Input material ▸
________

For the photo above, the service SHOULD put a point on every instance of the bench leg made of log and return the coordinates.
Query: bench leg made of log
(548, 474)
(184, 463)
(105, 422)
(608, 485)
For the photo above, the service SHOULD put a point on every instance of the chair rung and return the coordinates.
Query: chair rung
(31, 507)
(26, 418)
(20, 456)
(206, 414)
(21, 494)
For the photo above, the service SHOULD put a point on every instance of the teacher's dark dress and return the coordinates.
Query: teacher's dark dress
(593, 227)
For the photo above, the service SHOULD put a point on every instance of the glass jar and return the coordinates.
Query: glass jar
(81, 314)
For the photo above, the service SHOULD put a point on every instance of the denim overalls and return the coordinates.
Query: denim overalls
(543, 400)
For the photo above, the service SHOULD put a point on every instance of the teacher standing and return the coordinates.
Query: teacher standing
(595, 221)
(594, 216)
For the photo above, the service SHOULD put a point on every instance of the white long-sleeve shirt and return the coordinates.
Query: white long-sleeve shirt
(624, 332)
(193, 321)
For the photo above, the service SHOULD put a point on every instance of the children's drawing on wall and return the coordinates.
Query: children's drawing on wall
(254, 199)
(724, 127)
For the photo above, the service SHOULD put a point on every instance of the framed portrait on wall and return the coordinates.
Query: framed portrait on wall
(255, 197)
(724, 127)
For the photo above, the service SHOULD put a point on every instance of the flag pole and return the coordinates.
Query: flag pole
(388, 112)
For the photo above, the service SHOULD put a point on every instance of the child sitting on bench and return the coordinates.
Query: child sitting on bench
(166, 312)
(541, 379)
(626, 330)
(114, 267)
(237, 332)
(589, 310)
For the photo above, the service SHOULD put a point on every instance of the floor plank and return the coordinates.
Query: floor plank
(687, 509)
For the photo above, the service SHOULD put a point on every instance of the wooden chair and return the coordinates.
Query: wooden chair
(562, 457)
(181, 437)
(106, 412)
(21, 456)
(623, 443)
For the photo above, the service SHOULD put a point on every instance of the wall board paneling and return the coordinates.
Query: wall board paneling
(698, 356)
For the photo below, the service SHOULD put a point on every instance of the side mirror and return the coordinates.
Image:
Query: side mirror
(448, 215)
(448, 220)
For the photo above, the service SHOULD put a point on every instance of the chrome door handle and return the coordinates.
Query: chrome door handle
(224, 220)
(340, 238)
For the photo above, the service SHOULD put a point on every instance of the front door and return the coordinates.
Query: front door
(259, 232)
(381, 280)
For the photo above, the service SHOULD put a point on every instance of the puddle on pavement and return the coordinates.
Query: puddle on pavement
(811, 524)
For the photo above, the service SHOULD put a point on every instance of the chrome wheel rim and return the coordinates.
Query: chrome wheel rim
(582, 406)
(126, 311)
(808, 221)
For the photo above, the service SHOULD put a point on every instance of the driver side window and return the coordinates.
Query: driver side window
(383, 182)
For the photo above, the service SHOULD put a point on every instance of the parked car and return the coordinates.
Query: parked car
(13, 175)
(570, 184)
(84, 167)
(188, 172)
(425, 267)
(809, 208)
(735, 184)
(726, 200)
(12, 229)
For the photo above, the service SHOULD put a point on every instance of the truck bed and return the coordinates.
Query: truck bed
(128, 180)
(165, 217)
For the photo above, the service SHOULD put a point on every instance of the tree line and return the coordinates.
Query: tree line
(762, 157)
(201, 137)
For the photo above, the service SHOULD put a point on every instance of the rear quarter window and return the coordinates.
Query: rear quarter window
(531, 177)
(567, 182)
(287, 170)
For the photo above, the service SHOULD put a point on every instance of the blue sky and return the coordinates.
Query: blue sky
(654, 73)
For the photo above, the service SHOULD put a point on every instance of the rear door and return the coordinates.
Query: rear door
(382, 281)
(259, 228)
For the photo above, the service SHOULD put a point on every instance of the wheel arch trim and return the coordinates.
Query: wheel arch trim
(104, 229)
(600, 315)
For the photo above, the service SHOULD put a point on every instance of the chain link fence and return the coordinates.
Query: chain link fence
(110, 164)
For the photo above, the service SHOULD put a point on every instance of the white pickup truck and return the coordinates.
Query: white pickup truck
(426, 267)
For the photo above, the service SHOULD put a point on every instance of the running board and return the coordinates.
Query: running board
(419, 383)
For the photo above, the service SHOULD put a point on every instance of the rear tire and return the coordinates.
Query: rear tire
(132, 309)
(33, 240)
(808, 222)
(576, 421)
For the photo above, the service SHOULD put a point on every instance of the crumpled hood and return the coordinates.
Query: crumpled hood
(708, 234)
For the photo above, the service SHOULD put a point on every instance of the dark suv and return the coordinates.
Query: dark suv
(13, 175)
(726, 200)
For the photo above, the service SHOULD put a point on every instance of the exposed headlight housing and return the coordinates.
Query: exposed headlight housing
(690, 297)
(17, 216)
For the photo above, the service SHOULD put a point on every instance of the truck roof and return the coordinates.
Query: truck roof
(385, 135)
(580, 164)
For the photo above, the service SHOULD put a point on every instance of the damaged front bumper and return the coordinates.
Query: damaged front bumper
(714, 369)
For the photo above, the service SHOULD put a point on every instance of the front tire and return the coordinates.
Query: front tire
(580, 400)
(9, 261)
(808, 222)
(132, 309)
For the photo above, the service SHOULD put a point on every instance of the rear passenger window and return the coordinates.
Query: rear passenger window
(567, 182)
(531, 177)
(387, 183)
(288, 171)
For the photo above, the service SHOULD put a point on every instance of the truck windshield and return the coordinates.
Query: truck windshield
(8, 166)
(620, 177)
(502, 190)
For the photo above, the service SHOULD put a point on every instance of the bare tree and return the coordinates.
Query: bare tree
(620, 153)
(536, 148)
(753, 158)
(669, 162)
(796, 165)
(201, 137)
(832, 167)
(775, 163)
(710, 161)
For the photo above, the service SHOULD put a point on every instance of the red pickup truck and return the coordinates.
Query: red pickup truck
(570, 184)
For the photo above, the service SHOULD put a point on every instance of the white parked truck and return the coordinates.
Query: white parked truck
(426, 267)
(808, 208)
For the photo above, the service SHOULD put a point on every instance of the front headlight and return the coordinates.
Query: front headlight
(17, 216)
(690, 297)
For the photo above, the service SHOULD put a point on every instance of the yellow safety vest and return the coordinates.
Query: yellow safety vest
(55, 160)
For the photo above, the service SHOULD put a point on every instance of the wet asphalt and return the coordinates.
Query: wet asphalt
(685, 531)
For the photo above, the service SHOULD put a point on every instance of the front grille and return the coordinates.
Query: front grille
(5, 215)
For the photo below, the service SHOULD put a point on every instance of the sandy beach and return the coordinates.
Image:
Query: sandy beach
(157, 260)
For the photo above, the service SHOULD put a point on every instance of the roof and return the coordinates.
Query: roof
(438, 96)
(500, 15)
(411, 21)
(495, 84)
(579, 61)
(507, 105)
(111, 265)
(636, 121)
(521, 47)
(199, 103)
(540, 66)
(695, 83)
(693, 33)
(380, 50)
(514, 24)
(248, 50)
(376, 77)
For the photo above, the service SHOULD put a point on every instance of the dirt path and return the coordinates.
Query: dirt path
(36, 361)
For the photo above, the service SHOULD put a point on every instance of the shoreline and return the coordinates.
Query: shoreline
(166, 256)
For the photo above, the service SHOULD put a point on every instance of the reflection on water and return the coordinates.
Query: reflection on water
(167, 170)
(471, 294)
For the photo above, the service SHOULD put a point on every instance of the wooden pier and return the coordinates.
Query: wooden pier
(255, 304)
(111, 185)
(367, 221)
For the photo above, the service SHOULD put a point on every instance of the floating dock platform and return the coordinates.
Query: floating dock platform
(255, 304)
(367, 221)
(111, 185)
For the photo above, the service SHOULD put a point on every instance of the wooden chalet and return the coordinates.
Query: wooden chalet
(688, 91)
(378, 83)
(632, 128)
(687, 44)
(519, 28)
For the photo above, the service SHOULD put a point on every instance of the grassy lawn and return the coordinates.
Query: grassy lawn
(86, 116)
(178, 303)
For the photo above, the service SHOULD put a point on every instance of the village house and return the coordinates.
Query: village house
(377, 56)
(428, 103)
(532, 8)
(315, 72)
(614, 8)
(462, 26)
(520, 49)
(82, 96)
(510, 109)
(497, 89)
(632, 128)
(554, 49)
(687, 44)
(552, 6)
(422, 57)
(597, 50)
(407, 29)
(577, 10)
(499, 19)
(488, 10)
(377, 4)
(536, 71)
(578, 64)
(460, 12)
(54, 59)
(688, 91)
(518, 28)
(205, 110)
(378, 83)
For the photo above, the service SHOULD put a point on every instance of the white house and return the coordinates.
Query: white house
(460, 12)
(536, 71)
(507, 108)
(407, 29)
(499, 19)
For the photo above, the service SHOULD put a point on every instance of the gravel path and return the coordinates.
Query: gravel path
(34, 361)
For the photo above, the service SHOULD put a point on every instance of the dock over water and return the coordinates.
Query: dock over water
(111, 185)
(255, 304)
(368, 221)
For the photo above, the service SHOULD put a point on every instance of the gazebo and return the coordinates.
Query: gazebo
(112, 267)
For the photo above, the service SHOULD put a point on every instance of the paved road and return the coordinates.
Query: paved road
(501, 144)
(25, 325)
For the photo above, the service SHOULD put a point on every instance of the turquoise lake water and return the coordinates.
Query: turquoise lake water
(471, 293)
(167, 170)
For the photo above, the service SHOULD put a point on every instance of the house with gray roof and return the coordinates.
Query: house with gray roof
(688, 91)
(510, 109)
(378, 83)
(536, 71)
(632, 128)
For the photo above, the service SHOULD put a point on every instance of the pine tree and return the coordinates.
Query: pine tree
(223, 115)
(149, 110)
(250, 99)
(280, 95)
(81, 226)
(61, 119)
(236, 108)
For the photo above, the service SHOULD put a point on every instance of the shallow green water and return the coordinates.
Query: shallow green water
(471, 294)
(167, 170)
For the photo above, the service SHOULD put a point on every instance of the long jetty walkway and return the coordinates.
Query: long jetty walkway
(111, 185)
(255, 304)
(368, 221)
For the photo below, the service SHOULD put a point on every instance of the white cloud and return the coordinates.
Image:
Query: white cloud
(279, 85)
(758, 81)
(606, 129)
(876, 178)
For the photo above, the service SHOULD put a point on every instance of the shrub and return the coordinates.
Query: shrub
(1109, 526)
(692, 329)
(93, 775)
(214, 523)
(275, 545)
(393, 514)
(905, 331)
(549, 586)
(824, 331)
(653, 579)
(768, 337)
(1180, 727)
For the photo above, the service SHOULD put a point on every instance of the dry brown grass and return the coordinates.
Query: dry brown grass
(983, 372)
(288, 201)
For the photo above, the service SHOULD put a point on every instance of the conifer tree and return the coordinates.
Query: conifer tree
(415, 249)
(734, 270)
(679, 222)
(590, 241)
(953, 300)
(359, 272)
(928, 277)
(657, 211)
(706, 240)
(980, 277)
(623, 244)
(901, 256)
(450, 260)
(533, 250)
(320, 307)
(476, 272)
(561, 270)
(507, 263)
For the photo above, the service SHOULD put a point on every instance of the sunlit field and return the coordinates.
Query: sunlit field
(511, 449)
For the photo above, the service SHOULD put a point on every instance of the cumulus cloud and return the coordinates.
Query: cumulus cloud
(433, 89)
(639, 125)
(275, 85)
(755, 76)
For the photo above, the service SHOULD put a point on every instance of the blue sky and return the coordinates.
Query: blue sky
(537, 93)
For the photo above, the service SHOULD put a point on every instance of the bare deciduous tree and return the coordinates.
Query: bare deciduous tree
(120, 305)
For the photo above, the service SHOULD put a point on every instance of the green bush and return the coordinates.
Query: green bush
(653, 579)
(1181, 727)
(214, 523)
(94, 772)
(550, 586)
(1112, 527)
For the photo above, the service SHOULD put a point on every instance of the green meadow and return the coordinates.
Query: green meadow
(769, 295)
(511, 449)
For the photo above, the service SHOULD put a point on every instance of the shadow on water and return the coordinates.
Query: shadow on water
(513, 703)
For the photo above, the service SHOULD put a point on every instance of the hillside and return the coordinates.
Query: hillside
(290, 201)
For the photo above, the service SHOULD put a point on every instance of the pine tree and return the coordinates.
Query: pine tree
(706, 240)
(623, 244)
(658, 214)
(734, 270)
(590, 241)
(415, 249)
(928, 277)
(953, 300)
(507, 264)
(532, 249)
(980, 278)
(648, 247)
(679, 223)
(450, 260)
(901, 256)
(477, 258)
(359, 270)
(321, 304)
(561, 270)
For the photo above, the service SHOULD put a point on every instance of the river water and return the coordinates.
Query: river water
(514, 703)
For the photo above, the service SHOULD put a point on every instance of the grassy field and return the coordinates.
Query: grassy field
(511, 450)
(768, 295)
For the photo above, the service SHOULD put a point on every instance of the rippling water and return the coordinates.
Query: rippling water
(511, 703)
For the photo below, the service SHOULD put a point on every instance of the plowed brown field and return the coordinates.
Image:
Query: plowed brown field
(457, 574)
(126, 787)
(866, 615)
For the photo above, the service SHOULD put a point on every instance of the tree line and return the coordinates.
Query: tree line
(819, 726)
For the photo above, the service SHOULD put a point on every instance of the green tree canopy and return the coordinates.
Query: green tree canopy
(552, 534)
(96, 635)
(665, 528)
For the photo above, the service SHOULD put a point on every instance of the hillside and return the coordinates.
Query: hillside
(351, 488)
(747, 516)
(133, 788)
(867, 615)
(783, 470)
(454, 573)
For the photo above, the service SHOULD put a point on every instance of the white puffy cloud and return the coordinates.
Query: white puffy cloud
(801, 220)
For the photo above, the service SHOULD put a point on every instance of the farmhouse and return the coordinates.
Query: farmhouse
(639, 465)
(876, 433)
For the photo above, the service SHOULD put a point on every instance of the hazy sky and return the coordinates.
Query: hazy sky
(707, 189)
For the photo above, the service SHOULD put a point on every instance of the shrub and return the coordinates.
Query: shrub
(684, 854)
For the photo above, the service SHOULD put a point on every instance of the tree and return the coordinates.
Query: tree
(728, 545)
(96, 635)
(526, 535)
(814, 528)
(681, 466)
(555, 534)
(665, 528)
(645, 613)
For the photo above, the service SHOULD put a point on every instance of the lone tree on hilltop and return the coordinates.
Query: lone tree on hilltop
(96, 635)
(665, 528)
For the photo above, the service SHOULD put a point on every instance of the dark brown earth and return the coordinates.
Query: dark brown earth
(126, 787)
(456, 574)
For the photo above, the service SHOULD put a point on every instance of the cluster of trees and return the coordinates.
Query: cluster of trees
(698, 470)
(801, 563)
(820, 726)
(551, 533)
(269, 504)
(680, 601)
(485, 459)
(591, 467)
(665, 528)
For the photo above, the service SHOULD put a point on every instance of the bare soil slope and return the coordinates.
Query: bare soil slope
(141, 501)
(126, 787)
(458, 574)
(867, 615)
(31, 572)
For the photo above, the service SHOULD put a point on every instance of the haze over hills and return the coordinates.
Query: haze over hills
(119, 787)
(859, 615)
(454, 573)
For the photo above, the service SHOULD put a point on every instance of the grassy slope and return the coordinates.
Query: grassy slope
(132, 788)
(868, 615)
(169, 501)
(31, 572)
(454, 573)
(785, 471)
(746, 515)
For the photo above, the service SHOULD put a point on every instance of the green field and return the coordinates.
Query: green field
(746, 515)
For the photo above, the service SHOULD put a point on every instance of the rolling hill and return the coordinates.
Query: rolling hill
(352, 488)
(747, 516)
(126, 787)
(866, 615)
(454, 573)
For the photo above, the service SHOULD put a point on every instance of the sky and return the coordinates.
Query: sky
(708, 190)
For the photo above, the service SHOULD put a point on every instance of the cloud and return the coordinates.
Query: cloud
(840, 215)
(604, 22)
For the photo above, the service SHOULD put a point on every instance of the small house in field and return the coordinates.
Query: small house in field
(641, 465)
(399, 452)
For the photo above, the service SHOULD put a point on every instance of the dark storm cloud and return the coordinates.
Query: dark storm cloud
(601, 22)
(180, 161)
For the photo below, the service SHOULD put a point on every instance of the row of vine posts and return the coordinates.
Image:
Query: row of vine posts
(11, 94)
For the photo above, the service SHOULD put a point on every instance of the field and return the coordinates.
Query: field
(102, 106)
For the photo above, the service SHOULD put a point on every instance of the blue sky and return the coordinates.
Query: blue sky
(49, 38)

________

Exercise prompt ▸
Across the records above, return every line that contains the word "below".

Task answer ▸
For the photo below, the service SHOULD put a point on every instance of the side mirror and return the coordinates.
For the photo below, the service SHOULD put a point on every instance of the sandy beach and return the coordinates.
For the photo below, the service SHOULD put a point on every instance of the white cloud and return the coordinates.
For the photo below, the service SHOULD put a point on every instance of the plowed brown field and return the coordinates.
For the photo below, the service SHOULD put a point on every instance of the row of vine posts and return the coordinates.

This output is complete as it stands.